[Aim]: Transcribe verbatim every line from the line containing "In this photo, where can the car" to the end of the entries, including both endpoints. Output nothing beyond those lines.

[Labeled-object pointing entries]
◆ ◆ ◆ ◆ ◆
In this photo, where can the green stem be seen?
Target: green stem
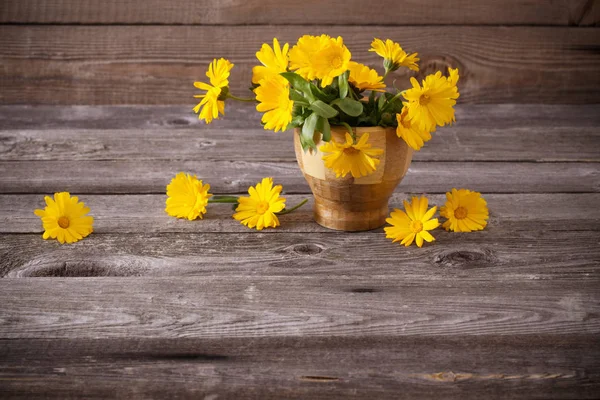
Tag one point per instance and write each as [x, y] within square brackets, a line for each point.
[350, 131]
[223, 199]
[389, 103]
[297, 206]
[249, 100]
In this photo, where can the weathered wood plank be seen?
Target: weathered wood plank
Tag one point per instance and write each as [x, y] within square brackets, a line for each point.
[499, 256]
[291, 306]
[148, 176]
[157, 64]
[172, 118]
[408, 367]
[145, 213]
[312, 12]
[457, 143]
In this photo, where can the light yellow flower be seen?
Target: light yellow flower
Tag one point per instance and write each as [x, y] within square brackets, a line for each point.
[210, 106]
[187, 197]
[273, 96]
[302, 55]
[412, 225]
[331, 61]
[365, 78]
[431, 104]
[258, 210]
[393, 55]
[465, 210]
[274, 61]
[358, 159]
[412, 134]
[65, 219]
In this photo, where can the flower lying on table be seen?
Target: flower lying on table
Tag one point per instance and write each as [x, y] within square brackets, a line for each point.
[188, 197]
[65, 219]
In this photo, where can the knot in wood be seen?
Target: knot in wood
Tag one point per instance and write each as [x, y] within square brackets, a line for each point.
[466, 259]
[307, 249]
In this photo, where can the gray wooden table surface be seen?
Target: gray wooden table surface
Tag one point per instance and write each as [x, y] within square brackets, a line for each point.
[151, 307]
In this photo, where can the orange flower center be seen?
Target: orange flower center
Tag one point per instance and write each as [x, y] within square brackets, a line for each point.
[262, 207]
[351, 151]
[460, 213]
[336, 62]
[416, 226]
[63, 222]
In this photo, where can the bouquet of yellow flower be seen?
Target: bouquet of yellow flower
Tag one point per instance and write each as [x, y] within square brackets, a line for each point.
[315, 85]
[345, 120]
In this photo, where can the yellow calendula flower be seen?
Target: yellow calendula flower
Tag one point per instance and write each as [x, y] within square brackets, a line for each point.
[432, 103]
[414, 224]
[302, 55]
[187, 197]
[393, 55]
[365, 78]
[274, 61]
[210, 106]
[259, 210]
[331, 61]
[65, 219]
[273, 98]
[412, 134]
[465, 210]
[357, 159]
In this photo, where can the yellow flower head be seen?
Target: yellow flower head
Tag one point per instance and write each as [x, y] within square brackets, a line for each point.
[466, 211]
[187, 197]
[65, 219]
[358, 159]
[393, 55]
[273, 96]
[302, 55]
[365, 78]
[258, 210]
[331, 61]
[210, 106]
[412, 134]
[274, 61]
[412, 225]
[431, 104]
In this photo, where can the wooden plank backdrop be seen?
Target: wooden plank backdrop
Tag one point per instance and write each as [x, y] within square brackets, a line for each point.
[96, 98]
[132, 52]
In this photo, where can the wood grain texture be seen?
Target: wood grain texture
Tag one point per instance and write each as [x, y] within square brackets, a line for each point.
[498, 257]
[460, 142]
[482, 133]
[157, 64]
[148, 176]
[484, 117]
[145, 213]
[312, 12]
[406, 367]
[230, 307]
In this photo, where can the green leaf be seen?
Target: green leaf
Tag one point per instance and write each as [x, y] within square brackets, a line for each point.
[298, 98]
[299, 83]
[318, 93]
[323, 109]
[343, 84]
[351, 107]
[325, 129]
[381, 102]
[308, 131]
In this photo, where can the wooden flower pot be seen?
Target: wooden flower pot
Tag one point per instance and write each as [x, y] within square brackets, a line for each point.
[355, 204]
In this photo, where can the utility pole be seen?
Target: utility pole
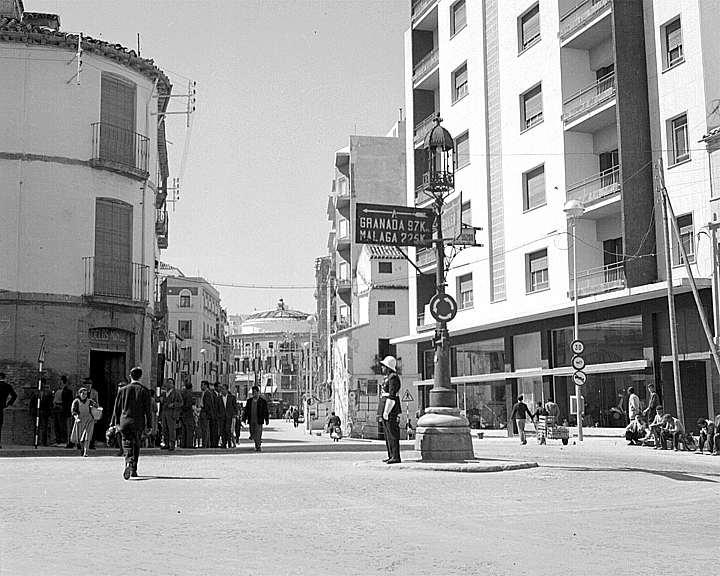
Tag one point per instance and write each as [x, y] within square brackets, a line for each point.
[671, 297]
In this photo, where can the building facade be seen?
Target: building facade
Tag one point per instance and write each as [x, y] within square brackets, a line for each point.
[83, 174]
[550, 102]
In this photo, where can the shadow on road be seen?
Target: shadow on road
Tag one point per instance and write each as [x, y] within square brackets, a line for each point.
[670, 474]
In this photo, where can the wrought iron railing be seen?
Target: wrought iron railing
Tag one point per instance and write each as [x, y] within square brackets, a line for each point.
[426, 64]
[589, 98]
[422, 129]
[596, 187]
[419, 7]
[116, 279]
[600, 280]
[580, 15]
[120, 150]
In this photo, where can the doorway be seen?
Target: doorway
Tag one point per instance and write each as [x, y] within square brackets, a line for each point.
[107, 370]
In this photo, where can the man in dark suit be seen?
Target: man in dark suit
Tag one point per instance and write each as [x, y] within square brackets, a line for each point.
[132, 417]
[255, 413]
[228, 410]
[207, 412]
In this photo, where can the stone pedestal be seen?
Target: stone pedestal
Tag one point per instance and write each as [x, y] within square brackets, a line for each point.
[443, 435]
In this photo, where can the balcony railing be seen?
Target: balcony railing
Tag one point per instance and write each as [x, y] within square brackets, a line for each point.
[422, 129]
[116, 279]
[589, 98]
[425, 65]
[120, 150]
[596, 187]
[600, 280]
[419, 8]
[579, 16]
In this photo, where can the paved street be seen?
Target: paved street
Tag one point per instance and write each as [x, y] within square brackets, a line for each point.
[306, 505]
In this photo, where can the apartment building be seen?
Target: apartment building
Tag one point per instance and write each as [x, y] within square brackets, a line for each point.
[83, 175]
[550, 101]
[197, 347]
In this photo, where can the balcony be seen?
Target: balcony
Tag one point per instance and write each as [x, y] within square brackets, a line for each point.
[581, 18]
[425, 66]
[600, 280]
[116, 279]
[420, 8]
[589, 100]
[422, 129]
[120, 150]
[595, 188]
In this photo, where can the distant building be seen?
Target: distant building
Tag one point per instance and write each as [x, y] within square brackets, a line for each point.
[83, 175]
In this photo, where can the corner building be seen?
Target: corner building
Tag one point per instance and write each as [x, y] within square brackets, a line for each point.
[548, 102]
[83, 172]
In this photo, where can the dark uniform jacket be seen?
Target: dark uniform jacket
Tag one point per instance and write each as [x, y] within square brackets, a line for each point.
[132, 408]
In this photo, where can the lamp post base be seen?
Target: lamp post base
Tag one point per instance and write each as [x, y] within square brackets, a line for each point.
[443, 435]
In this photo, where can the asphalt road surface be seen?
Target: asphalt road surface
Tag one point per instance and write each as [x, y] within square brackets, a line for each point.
[307, 505]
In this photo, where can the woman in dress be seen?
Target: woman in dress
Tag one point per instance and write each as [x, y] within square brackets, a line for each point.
[84, 422]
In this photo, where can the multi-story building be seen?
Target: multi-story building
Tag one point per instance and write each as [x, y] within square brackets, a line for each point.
[369, 170]
[277, 351]
[83, 173]
[196, 348]
[555, 101]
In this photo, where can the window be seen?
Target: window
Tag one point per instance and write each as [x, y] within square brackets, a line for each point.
[386, 308]
[687, 238]
[531, 107]
[537, 271]
[534, 188]
[462, 150]
[459, 82]
[672, 40]
[113, 269]
[185, 328]
[529, 28]
[679, 148]
[385, 267]
[458, 17]
[465, 295]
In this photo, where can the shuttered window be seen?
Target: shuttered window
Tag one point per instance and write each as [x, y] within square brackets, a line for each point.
[537, 267]
[117, 120]
[530, 27]
[673, 40]
[458, 17]
[532, 107]
[534, 185]
[113, 247]
[462, 150]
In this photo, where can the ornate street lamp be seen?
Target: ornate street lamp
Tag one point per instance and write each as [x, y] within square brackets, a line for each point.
[442, 432]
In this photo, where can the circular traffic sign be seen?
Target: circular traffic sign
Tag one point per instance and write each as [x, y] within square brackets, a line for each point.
[578, 362]
[443, 307]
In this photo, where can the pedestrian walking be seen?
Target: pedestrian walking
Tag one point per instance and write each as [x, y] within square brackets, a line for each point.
[228, 410]
[187, 419]
[7, 398]
[133, 418]
[83, 421]
[255, 413]
[391, 409]
[520, 413]
[170, 406]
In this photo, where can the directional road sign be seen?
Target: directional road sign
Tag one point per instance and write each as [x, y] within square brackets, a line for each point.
[393, 225]
[443, 307]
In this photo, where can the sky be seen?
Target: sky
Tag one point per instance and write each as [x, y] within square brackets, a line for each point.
[280, 87]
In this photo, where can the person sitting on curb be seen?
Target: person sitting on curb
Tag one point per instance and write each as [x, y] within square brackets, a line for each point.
[707, 434]
[636, 431]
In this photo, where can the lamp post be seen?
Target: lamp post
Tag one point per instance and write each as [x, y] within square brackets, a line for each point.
[442, 432]
[574, 209]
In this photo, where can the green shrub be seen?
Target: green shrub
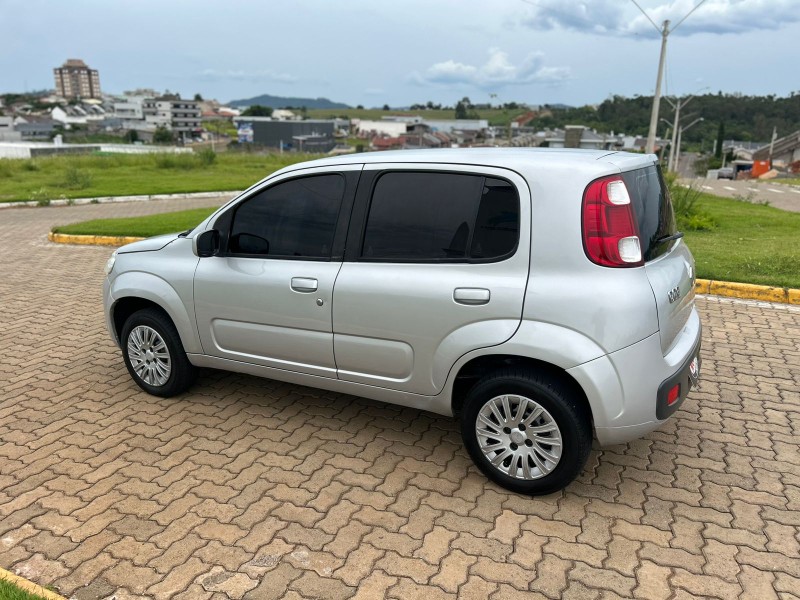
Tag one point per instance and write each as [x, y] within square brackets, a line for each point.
[684, 203]
[207, 157]
[41, 197]
[164, 160]
[76, 179]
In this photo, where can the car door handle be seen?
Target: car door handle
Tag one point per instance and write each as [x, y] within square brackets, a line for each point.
[472, 296]
[304, 284]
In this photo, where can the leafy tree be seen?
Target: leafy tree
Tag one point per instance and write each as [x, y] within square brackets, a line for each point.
[257, 111]
[162, 135]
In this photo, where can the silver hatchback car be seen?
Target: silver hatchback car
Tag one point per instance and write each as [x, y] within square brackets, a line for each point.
[539, 295]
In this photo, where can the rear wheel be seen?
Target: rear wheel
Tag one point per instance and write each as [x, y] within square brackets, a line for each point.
[526, 431]
[154, 354]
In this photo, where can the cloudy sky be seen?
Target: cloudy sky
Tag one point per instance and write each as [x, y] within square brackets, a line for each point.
[400, 52]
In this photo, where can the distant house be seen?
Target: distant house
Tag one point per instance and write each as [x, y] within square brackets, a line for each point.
[387, 143]
[181, 116]
[78, 114]
[283, 114]
[364, 127]
[448, 125]
[785, 150]
[36, 131]
[75, 80]
[7, 132]
[300, 136]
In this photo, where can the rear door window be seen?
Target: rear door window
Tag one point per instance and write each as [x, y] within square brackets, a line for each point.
◆ ◆ ◆ ◆ ◆
[Right answer]:
In this photo, where can the car door handle be seen?
Target: car door handle
Tag one point per instance and write each as [x, y] within square brackets, a line for each point.
[472, 296]
[304, 284]
In this photo, where can the leafy tree be seen?
Target: leafy tree
Tag one point per instance and write each as [x, y] within square brackets, a line for each point.
[257, 111]
[162, 135]
In this photo, where can the silver hatchback car be seen?
Target: silver hatchback car
Tag one point per instance and write each as [x, y] within square brackets, a line for each point.
[539, 295]
In this photo, where can the rear wheel be seen?
Target: rear wheel
Tag one point per instance and write each as [x, y] within square brackets, a line for each point.
[526, 431]
[154, 354]
In this photo, where can the cloudy sky be seen?
Target: cloudy sky
Tag one point per instance and write each as [x, y] within square brackets, a line for each point.
[400, 52]
In this photo, where can the distant house be seen?
Target: distant house
Tag one point per instance and write each as [x, y] within square brackets, a line for each point.
[387, 143]
[181, 116]
[78, 114]
[283, 114]
[364, 127]
[448, 125]
[785, 150]
[36, 131]
[75, 80]
[7, 132]
[300, 136]
In this photo, where can the rear door window be seen?
Target: rear door window
Tag one point per instance and write each as [x, y] within square brackets, a line for each point.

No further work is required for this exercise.